Monday, December 11, 2006

My Americablog column from Friday in case you missed it:

The Week That Was 12/08/06

Another week. More preposterousness to report.

Well what do you know? Shockingly the "Ethics Committee" found that nobody is really to blame for Foley-trolling, except the honorable former first fornicator himself. Hoewever, being that he wasn't relying on Republican contributors like Enron, but the federal government for his pension, he'll still get his cold hard cash for retirement.

I mean have a heart, it's not easy defraying the cost of the multiple Rambo flicks, a year's supply of Lambskins and a vat of Banana Boat.

Although, in a just world, it'd be delivered to him by some of Vladamir Putin's friends in a bag of polonium.

Speaking of Republicans in Congress, if you really want to understand this coverup as well as the corporate-fellated, make-believe moral, "I must invade another country because I never got laid in high school" lives of these feudal-lords-in-fundamentalist-clothing, I give you Rep. Jack (-ass) Kingston.

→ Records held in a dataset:
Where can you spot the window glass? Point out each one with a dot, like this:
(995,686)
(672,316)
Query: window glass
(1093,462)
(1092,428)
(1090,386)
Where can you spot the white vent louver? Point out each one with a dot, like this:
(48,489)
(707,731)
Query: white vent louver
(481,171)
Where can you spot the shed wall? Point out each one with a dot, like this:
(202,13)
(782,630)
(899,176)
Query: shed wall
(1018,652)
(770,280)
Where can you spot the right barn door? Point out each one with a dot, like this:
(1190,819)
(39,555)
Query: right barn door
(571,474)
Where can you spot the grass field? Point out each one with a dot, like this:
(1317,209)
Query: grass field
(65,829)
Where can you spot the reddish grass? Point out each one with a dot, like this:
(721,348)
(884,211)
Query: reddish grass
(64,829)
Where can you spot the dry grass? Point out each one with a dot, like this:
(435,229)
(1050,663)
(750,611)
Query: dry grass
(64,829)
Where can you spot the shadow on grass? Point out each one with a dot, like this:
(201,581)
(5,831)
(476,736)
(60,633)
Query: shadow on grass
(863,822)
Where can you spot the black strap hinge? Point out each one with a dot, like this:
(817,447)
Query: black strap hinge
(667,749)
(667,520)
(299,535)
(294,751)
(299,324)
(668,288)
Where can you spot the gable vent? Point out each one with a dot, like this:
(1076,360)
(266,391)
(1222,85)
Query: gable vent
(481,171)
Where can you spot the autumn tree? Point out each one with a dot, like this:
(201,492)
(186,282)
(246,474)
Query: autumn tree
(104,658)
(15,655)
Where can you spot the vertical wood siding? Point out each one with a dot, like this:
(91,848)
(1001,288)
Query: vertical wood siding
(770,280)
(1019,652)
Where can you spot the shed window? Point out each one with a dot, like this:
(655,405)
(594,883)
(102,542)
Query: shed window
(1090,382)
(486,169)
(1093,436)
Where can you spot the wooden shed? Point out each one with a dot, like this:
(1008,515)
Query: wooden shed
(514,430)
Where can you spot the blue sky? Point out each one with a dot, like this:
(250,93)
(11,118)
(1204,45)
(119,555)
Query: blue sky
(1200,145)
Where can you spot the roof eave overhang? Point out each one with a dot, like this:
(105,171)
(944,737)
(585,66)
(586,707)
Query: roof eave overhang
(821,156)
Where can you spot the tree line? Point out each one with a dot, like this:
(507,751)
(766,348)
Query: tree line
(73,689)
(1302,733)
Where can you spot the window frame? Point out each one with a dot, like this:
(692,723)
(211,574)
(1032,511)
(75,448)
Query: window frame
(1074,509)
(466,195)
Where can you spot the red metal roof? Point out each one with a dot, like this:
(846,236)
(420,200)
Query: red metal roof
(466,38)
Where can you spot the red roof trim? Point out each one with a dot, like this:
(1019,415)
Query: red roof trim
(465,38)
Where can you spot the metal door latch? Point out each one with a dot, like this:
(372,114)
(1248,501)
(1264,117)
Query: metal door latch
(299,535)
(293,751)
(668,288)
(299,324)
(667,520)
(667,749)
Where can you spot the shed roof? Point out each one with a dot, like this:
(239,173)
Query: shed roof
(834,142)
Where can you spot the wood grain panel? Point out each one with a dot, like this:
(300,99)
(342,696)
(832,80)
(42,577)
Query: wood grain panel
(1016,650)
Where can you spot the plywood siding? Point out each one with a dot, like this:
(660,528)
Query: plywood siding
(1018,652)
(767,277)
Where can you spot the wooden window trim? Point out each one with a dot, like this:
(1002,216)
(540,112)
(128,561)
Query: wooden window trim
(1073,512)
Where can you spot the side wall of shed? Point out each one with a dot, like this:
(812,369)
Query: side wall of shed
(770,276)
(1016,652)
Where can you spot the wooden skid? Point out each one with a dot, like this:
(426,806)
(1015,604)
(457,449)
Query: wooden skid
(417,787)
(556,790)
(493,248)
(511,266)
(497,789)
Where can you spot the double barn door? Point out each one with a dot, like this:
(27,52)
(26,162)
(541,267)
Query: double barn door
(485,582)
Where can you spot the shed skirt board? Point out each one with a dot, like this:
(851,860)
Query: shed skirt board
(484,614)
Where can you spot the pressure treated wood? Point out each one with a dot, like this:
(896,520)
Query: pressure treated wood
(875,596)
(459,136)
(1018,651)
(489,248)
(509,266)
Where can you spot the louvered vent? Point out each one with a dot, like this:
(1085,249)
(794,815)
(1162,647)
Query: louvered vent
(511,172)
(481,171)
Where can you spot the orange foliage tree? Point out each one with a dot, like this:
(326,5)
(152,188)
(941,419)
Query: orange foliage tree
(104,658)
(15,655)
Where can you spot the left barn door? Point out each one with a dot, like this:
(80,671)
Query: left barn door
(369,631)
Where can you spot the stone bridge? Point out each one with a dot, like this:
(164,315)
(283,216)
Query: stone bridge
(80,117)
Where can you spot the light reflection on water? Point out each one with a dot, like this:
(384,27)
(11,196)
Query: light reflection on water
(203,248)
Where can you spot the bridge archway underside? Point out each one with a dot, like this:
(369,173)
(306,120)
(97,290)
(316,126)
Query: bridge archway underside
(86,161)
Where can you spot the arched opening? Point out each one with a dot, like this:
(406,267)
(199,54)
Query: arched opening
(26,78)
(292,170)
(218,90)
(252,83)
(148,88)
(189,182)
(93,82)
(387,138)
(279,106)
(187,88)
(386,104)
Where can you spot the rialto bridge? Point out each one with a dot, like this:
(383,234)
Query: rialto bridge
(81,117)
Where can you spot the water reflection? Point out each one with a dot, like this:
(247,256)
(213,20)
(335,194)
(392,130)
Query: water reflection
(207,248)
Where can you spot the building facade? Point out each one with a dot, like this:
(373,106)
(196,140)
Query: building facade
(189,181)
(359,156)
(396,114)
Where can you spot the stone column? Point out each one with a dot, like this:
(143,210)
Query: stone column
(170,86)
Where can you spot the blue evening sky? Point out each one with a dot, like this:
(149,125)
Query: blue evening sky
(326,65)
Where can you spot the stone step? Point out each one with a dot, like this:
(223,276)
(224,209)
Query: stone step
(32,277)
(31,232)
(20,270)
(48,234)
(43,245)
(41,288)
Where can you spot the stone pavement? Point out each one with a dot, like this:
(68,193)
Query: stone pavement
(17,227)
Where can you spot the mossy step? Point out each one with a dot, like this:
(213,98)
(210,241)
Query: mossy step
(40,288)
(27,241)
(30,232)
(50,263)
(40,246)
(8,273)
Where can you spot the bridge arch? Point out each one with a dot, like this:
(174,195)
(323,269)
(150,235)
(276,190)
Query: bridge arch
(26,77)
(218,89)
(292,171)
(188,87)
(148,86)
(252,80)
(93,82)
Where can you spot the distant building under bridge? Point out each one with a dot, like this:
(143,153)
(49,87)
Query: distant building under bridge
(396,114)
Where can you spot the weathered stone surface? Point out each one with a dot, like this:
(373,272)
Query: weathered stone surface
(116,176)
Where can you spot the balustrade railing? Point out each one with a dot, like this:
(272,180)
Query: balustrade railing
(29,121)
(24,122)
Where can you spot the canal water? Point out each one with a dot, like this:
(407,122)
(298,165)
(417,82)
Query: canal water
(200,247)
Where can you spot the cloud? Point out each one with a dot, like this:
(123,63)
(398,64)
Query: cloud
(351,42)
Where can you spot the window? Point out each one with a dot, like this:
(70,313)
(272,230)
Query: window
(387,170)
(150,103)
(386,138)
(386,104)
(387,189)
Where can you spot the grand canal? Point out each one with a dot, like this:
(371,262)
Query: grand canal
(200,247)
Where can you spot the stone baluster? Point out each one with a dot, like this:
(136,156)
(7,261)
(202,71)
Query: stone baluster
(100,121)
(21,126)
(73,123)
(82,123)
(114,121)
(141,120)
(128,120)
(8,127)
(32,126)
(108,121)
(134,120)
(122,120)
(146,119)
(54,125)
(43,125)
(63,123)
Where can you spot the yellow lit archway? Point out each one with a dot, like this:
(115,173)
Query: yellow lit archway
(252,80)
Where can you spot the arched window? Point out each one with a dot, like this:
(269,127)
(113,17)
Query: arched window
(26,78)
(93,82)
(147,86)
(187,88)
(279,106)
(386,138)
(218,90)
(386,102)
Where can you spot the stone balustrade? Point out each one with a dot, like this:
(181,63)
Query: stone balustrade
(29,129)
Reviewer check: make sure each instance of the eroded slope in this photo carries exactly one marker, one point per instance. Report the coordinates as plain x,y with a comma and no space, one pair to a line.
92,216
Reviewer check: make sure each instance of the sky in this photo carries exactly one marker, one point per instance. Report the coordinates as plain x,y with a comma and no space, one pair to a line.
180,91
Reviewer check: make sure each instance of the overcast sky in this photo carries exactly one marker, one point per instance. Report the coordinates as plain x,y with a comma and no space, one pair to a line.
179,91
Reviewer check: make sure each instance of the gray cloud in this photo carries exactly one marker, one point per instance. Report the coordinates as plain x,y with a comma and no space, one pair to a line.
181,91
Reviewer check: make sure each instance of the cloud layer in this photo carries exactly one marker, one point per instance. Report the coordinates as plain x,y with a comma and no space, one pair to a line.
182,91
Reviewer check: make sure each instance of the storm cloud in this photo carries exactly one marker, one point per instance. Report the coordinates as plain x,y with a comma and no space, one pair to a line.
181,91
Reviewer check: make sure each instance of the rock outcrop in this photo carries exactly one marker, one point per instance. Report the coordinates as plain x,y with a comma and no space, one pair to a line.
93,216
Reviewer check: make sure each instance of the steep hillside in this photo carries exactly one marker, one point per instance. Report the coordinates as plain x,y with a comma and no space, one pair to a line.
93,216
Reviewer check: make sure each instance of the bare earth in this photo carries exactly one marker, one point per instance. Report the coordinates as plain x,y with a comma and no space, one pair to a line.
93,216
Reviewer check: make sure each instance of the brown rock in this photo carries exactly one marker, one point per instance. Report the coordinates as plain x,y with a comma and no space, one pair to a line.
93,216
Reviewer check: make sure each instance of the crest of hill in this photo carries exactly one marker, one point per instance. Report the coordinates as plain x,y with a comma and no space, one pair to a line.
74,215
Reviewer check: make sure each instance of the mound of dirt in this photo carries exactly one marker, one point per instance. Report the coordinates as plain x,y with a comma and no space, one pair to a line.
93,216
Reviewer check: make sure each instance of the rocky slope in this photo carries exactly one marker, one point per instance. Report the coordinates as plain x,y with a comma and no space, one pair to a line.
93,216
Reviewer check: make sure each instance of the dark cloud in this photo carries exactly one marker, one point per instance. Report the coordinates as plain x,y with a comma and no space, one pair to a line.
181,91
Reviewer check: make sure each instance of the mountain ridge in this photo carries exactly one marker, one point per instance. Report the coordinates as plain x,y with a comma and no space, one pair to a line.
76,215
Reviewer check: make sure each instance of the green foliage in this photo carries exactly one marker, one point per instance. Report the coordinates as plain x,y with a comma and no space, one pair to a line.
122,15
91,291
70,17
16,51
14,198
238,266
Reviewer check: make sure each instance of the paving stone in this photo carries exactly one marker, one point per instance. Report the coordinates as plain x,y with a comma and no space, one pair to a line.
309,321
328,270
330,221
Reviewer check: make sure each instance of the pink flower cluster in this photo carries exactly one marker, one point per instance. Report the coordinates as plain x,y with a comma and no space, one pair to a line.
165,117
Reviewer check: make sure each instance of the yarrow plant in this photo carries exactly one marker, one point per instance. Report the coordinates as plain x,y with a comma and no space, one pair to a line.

→ PROBLEM SET:
1 - According to the blog column, who is paying Foley's pension?
2 - Carry on the blog column from its last sentence.
This data comes from a different source than the blog column.

→ RESULTS FOR EACH TASK:
1 - The federal government.

2 -
Here is what this Georgia peach-for-brains had to say about the terrible new requirement Democrats are implementing in the Congress, that he actually, you know, work five days a week:
Keeping us up here eats away at families," said Rep. Jack Kingston (R-Ga.), who typically flies home on Thursdays and returns to Washington on Tuesdays. "Marriages suffer. The Democrats could care less about families -- that's what this says.
First of all, nice cheap-shot attack on all Democrats you Southern-fried, Deliverance clone. Second of all:

B-O-O-H-O-O

Yet, as you would guess from a statement like this, Jack-in-the-Box is stalwart supporter of easing the economic burden on married families and supporting them in any and all ways he can muster. That's probably why he opposes raising the minimum wage, universal healthcare, birth control, free childcare, family and medical leave, gay marriage, tax breaks for the middle class instead of Paris Hilton and Halliburton.

He does, however, support the government's right to intrude into private medical decisions made by a husband concerning his wife, as he did in the Terry Schiavo case. Luckily he'll now have an extra couple of days a week at work to propose other helpful legislation, when he isn't surfing the web for naked photos of Borat and speaking in a dialect that can only be called Southeastern trailer.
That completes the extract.